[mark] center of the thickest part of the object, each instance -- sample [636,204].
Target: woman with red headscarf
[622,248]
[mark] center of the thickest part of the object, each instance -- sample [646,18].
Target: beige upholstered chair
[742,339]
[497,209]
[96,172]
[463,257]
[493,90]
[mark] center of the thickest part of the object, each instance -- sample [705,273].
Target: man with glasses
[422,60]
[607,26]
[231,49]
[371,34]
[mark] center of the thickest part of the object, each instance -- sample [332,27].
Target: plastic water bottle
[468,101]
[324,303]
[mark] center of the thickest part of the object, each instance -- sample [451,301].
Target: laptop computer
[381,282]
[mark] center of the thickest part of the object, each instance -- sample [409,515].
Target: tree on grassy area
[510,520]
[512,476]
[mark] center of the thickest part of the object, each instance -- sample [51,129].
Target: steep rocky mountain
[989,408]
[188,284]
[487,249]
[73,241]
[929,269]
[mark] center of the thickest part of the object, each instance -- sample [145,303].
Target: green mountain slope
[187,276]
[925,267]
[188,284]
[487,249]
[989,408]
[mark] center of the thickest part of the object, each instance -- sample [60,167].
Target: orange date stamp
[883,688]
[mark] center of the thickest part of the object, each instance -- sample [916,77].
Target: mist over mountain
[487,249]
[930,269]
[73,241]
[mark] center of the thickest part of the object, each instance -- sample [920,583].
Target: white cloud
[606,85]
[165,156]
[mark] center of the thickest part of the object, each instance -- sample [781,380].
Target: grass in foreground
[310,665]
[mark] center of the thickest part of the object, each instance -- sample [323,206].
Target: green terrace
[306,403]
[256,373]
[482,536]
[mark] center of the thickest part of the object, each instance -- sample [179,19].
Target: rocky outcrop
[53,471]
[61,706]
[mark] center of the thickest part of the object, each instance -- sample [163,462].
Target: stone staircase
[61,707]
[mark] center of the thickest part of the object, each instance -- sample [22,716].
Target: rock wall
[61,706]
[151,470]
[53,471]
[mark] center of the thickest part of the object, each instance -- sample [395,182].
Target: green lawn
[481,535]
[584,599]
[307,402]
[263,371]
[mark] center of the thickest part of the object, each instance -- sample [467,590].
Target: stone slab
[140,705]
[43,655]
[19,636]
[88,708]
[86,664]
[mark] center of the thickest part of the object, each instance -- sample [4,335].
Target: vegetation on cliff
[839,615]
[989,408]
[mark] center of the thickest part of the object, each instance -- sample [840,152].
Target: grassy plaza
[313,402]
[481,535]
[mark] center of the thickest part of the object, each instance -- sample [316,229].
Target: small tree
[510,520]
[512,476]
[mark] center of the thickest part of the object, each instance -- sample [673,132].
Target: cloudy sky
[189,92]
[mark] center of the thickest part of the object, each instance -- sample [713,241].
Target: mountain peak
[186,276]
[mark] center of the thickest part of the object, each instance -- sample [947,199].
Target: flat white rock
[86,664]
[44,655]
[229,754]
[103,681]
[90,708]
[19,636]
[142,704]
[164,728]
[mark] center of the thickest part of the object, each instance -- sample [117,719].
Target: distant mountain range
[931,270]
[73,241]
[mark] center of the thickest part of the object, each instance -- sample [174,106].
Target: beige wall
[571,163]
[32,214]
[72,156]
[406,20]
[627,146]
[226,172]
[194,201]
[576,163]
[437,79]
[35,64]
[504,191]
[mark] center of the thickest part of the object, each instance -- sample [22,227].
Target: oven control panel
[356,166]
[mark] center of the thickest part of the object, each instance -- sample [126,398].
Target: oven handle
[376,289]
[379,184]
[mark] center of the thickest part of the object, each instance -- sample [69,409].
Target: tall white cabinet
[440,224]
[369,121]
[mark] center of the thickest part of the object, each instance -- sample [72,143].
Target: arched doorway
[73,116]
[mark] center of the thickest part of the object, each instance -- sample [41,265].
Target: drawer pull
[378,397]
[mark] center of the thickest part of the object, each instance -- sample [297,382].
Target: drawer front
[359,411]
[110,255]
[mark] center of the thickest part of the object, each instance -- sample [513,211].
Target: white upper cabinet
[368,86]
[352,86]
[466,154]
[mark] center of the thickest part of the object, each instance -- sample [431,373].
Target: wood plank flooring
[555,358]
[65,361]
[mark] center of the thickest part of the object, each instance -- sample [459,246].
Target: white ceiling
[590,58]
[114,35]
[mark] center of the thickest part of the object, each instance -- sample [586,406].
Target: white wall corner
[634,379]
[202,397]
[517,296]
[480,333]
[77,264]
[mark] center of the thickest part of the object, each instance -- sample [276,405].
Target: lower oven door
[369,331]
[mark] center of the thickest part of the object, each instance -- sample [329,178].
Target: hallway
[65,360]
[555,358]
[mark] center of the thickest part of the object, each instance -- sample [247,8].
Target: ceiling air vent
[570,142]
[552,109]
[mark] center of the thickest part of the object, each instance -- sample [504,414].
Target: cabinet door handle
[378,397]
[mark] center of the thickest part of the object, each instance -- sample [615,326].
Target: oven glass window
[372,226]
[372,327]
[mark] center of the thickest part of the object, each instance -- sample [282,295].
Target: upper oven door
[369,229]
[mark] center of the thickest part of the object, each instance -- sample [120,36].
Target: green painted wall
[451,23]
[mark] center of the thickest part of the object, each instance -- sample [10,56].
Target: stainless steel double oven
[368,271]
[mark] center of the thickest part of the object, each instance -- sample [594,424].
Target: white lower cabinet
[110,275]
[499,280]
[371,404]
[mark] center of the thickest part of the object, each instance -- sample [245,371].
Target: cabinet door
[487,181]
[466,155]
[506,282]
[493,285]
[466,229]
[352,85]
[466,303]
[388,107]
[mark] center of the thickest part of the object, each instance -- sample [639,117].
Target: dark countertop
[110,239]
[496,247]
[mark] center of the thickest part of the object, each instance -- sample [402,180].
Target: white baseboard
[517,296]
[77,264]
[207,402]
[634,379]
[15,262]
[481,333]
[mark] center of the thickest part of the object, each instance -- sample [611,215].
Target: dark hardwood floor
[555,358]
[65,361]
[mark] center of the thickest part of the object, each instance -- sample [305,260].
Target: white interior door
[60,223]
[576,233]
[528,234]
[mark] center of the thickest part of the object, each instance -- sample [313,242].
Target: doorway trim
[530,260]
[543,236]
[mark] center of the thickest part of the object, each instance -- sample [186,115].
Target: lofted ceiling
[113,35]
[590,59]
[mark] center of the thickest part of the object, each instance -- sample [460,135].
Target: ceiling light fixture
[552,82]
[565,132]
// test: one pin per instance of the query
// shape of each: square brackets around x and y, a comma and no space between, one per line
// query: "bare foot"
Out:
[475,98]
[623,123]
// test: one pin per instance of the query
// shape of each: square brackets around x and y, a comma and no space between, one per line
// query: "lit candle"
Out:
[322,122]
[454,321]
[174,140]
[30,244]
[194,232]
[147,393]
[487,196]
※ ※ ※
- [WORK REQUEST]: A verbatim reproduction of all the records above is the expected answer.

- [ANSWER AREA]:
[mark] center of the thickest part of the object, each instance -- sample [636,204].
Target: woman with red headscarf
[622,248]
[mark] center of the thickest part of the object, each instance -- sample [646,18].
Target: beige upholstered chair
[742,339]
[497,209]
[96,172]
[463,257]
[493,90]
[mark] center of the thickest part of the object, each instance -- sample [705,273].
Target: man with glasses
[422,60]
[607,26]
[231,49]
[371,34]
[mark] center of the thickest part of the object, each instance -- sample [332,27].
Target: plastic water bottle
[468,101]
[324,303]
[mark] center of the thickest part of the object, each instance -- sample [451,301].
Target: laptop computer
[381,282]
[mark] center of the thickest part of the object, each instance -- sample [409,515].
Target: tree on grassy area
[510,520]
[512,476]
[mark] center of the thickest part of the object, each instance -- sample [51,129].
Target: steep rocky mountain
[989,408]
[188,284]
[487,249]
[73,241]
[929,269]
[mark] center of the thickest part of the object, each instance -- sample [145,303].
Target: green mountain slope
[187,276]
[925,267]
[188,284]
[487,249]
[989,408]
[mark] center of the thickest part of the object, each instance -- sample [60,167].
Target: orange date stamp
[883,688]
[mark] center of the thickest part of the object, each instance -- sample [916,77].
Target: mist over mountain
[487,249]
[930,269]
[73,241]
[mark] center of the thickest part of the object, each instance -- sample [920,583].
Target: white cloud
[606,85]
[165,156]
[mark] center of the thickest part of the object, each instance -- sample [781,380].
Target: grass in foreground
[310,665]
[mark] center of the thickest part of the object, each instance -- sample [323,206].
Target: green terrace
[306,403]
[256,373]
[482,536]
[mark] center of the thickest part of the object, each instance -- sample [179,19].
Target: rocky outcrop
[53,471]
[61,706]
[mark] center of the thickest part of the object, each instance -- sample [163,462].
Target: stone staircase
[61,707]
[mark] center of the thickest part of the object, each instance -- sample [22,716].
Target: rock wall
[61,706]
[151,470]
[53,471]
[mark] center of the thickest part of the object, each instance -- sample [395,182].
Target: green lawn
[481,535]
[584,599]
[307,402]
[263,371]
[mark] center of the thickest part of the object, each instance -- sample [467,590].
Target: stone slab
[140,705]
[43,655]
[19,636]
[88,708]
[86,664]
[mark] center of the thickest part of the object, each instance -- sample [4,335].
Target: vegetation on cliff
[839,615]
[989,408]
[mark] center of the thickest part of the object, each instance -- sample [840,152].
Target: grassy plaza
[313,402]
[481,535]
[mark] center of the thickest part of the object, each instance -- sample [316,229].
Target: small tree
[510,520]
[512,476]
[mark] center of the thickest part of the object, each instance -- sample [673,132].
Target: cloudy sky
[189,92]
[mark] center of the thickest part of the object, each instance -- sample [713,241].
Target: mountain peak
[186,276]
[mark] center of the thickest part of the object, each instance -- sample [947,199].
Target: flat white rock
[86,664]
[44,655]
[229,754]
[103,681]
[90,708]
[19,636]
[142,704]
[164,728]
[mark] center of the thickest part of the object, each instance -- sample [117,719].
Target: distant mountain range
[931,270]
[73,241]
[mark] center of the thickest part of the object, each instance -- sample [174,106].
Target: beige wall
[571,163]
[32,214]
[72,156]
[406,20]
[627,146]
[226,172]
[194,201]
[576,163]
[437,79]
[35,64]
[504,191]
[mark] center of the thickest part of the object, each instance -- sample [22,227].
Target: oven control panel
[356,166]
[mark] center of the thickest part of the object, each instance -- sample [126,398].
Target: oven handle
[376,289]
[379,184]
[mark] center of the thickest part of the object, each instance -- sample [69,409].
Target: tall white cabinet
[440,224]
[369,121]
[mark] center of the thickest part of the object, each instance -- sample [72,143].
Target: arched doorway
[73,116]
[mark] center of the thickest part of the object, each instance -- sample [41,265].
Target: drawer pull
[378,397]
[mark] center of the thickest part of the object, each instance -- sample [297,382].
Target: drawer front
[359,411]
[110,255]
[mark] center of the thickest part of the object, each instance -- sample [513,211].
Target: white upper cabinet
[368,86]
[352,86]
[466,154]
[mark] center of the thickest part of the object, each instance -- sample [431,373].
Target: wood plank flooring
[555,358]
[65,361]
[mark] center of the thickest part of the object, each instance -- sample [459,246].
Target: white ceiling
[590,58]
[114,35]
[mark] center of the thickest part of the object, each instance -- sample [586,406].
Target: white wall corner
[634,379]
[202,397]
[517,296]
[480,333]
[77,264]
[mark] center of the thickest part of the object, each instance -- sample [276,405].
Target: lower oven door
[369,331]
[mark] center of the thickest part of the object, each instance -- sample [329,178].
Target: hallway
[65,360]
[555,358]
[mark] center of the thickest part of the object, each instance -- sample [247,8].
Target: ceiling air vent
[570,142]
[552,109]
[mark] center of the thickest part of the object, each instance -- sample [504,414].
Target: cabinet door handle
[378,397]
[mark] center of the thickest part of the object, each instance -- sample [615,326].
Target: oven glass window
[372,226]
[372,327]
[mark] center of the thickest part of the object, each instance -- sample [282,295].
Target: upper oven door
[369,229]
[mark] center of the thickest part of the object, each instance -- sample [120,36].
Target: green painted wall
[451,23]
[mark] center of the thickest part of the object, each instance -- sample [10,56].
Target: stainless steel double oven
[368,271]
[mark] center of the thickest part of the object, each instance -- sample [594,424].
Target: white lower cabinet
[110,275]
[499,280]
[371,404]
[mark] center of the thickest part of the object, each instance -- sample [245,371].
Target: cabinet door
[487,181]
[466,155]
[506,282]
[493,285]
[466,229]
[352,85]
[466,303]
[388,107]
[mark] center of the thickest part of the object, each instance -- sample [639,117].
Target: dark countertop
[110,239]
[496,247]
[mark] center of the thickest part of the object, each instance -- sample [402,180].
Target: white baseboard
[517,296]
[77,264]
[207,402]
[634,379]
[15,262]
[481,333]
[mark] center of the thickest part of the object, each instance -- sample [611,215].
Target: dark hardwood floor
[555,358]
[65,361]
[mark] center of the thickest part of the object, each instance -- sample [305,260].
Target: white interior door
[60,223]
[576,233]
[528,234]
[mark] center of the thickest part of the object, each instance -- sample [313,242].
Target: doorway trim
[530,260]
[543,236]
[mark] center of the thickest part of the object, each instance -- sample [186,115].
Target: lofted ceiling
[113,35]
[590,59]
[mark] center of the thickest part of the object, each instance -- sample [460,135].
Target: ceiling light fixture
[552,82]
[565,132]
// test: one pin per instance of the query
// shape of each: square brackets around x and y, a comma and no space between, one per line
// query: "bare foot"
Out:
[475,98]
[623,123]
// test: one pin per instance of the query
// shape of each: square brackets around x and y, a comma and no space between, one per line
// query: "lit candle"
Out:
[322,122]
[454,321]
[174,140]
[30,244]
[194,232]
[147,393]
[487,196]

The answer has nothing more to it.